• [Quoted text]:
==*==

1.It is easier to live on Bitcoin this year than last. I did “Living on Bitcoin: Part Deux” because every time I talked about living on Bitcoin for a week in 2013, people would ask if it would be easier now. I got sick of saying, “I think so.” Now I know that the answer is, “Yes.” Last year, I had to bike or walk anywhere I wanted to go, lost 5 pounds, moved out of my home, and constantly felt like a crazy person for asking people if they would accept payment in a made-up currency they’d never heard of. This year, I ate a 17-course dinner, went on a wine tour in Santa Cruz, and was able to use a ride-sharing service for all my trips, though I couldn’t buy gas when I drove myself. More people are familiar with merchants and more merchants accept it. Most importantly for me, payment intermediaries such as Gyft and Foodler accept it, giving me access to the services of the retailers and restaurants they’ve partnered with. And there will only be more merchants, with eBay being the latest to say they are considering it.
2. Bitcoin has infiltrated the mainstream consciousness. It’s definitely got the media captured. There’s a Wall Street Journal BitBeat blog devoted to it. Bloomberg put it on its terminals for traders and Bloomberg BusinessWeek put it on the cover of their magazine (as a unicorn). Newsweek put it on their cover in an unmasking of its mysterious creator Satoshi Nakamoto gone awry. Bitcoin has its own magazine created by its supporters and its own news service started by investor Shakhil Khan. Google search trends shows rising interest, especially when Bitcoin’s price has spiked, with the most interest in December 2013 when Bitcoin, worth mere pennies a four years earlier, surpassed $1000 a coin. According to a recent survey from The Street and research firm GfK, 75% of people still don’t know what Bitcoin is and 80% wouldn’t consider using it. Anecdotally, in the Bay Area this week, I’d say at least 75% had heard of it, though many were skeptical about using it.
Bitcoin magazine covers
3. I used to feel crazy when I asked people if I could pay for things in a made-up virtual currency, but now that Bitcoin is more widely known, I just feel eccentric.
My kind of restaurant this week.
4. People may have heard of Bitcoin but they still don’t understand how it works. In my interactions with Lyft drivers, vintners, friends, strippers and coffee shop clerks, I found that many people knew of Bitcoin but they wanted to know how it worked. “It’s a giant public ledger maintained by a network of people running the Bitcoin program on their computers around the globe, decrypting and encrypting Bitcoin transactions broadcast to the network, who in exchange get ‘mining fees’ and Bitcoin payouts at a regular but decreasing-over-time rate,” I’d say. “It’s the online equivalent of sending cash, in that you can send it online with no information attached, and once sent you can’t reverse the payment,” I’d add trying to simplify it. Sending Bitcoin is ridiculously fast, but using it in person is often slow, because you have to have a long conversation about the payment method you’re using.

==*==

• [Entries provided]:
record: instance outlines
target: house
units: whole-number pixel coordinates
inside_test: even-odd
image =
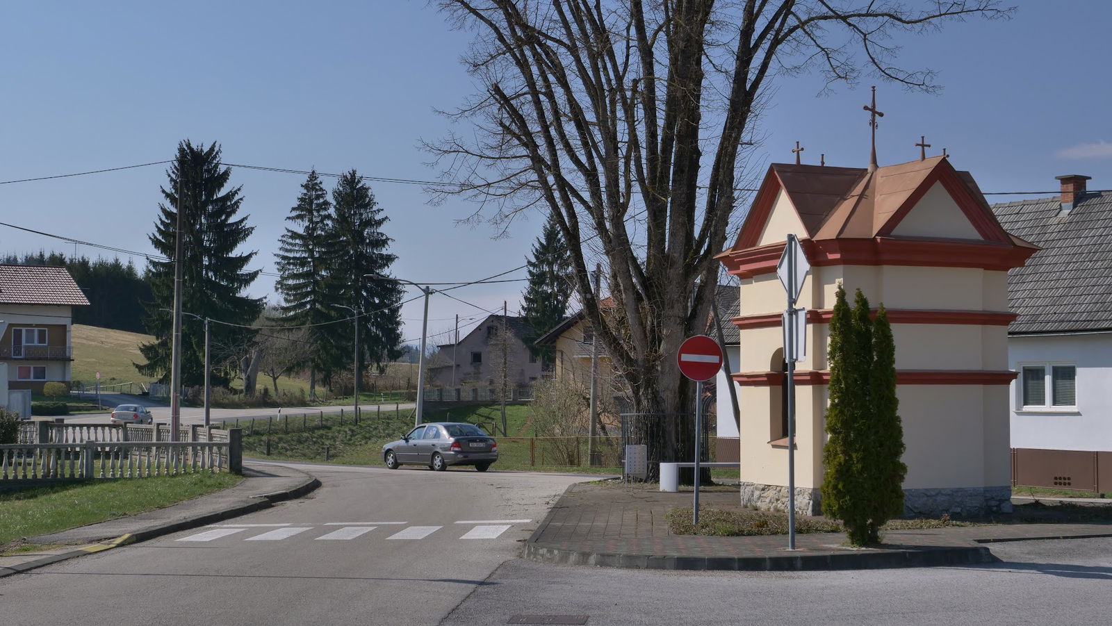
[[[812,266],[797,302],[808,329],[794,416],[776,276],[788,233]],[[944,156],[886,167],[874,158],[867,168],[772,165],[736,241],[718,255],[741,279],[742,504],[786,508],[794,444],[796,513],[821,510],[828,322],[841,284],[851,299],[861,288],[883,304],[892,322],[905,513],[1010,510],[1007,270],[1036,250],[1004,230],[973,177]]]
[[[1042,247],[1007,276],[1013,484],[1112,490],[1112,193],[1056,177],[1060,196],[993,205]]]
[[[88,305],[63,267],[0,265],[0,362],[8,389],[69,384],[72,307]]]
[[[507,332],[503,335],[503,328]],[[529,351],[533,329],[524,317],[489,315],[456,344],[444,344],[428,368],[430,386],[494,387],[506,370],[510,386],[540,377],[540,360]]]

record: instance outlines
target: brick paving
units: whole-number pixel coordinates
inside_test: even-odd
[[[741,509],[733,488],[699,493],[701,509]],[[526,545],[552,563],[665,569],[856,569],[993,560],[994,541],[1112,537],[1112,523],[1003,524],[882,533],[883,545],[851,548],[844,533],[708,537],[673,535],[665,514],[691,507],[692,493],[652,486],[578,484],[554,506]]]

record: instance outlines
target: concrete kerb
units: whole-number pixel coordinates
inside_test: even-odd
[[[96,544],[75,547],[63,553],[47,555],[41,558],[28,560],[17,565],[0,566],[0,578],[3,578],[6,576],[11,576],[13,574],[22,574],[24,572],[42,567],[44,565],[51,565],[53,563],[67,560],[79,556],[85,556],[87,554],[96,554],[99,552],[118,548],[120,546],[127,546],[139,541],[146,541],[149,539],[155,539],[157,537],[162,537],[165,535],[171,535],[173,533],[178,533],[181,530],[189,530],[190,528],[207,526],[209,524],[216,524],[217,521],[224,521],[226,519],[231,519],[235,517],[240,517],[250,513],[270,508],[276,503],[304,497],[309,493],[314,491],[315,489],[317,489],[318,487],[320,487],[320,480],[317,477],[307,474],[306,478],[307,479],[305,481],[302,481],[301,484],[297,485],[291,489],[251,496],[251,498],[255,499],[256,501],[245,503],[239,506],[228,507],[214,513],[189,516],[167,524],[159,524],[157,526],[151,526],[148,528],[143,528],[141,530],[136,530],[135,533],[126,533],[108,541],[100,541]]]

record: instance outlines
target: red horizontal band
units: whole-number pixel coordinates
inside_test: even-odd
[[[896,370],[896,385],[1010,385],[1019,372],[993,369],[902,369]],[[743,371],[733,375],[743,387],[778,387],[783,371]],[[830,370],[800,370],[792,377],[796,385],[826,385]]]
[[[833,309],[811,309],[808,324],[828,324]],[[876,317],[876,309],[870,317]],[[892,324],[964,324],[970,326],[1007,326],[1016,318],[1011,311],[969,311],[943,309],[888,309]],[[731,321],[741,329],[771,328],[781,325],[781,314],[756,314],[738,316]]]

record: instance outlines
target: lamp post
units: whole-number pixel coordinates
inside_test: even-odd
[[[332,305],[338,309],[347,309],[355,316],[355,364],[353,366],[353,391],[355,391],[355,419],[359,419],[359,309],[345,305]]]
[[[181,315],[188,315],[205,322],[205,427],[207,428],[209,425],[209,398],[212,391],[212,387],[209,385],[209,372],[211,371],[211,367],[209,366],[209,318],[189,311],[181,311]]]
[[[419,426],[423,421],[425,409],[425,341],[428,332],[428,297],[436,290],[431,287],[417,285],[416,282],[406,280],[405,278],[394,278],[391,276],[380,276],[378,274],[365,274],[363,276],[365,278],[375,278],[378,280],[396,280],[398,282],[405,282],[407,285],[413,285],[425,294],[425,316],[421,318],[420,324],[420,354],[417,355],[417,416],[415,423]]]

==*==

• [Work instructions]:
1. In the article on living on Bitcoin, which two payment intermediaries does the author say accept Bitcoin?
2. Write out the passage of the article on living on Bitcoin between "Bitcoin magazine covers" and "just feel eccentric.", inclusive, word for word.
3. Carry the article on living on Bitcoin further, picking up after its final sentence.

• [Responses]:
1. Gyft and Foodler.

2.
Bitcoin magazine covers
3. I used to feel crazy when I asked people if I could pay for things in a made-up virtual currency, but now that Bitcoin is more widely known, I just feel eccentric.

3.
5. The mechanics of Bitcoin are more complicated than many make it out to be. Proponents emphasize that a utility of Bitcoin is that there “are no fees” when you send a payment because it’s processed by the Bitcoin network rather than a bank or credit card intermediary that charges you. In fact, the network is an intermediary and involves a bunch of people spending significant money on power to run the machines that run the network. Right now, they get paid in the form of new Bitcoin entering the network at regular intervals. More than 12 million bitcoin have been created of 21 million total, an amount that will be reached next century. But they also charge a very tiny mining fee set by Bitcoin developers. It is currently .0001 Bitcoin, or 4 cents. Not including the mining fee when you send a transaction mimics what will happen to the Web with the elimination of net neutrality. The miners bump your request to the bottom of their queue and it will take longer to go through (which is what happened to me, I think, when I wasn’t able to buy lunch at Buyer’s Best Friend because it took the Bitcoin network 67 minutes to confirm my $26/.0832 BTC payment). Those fees will eventually go up, as argued by the Economist.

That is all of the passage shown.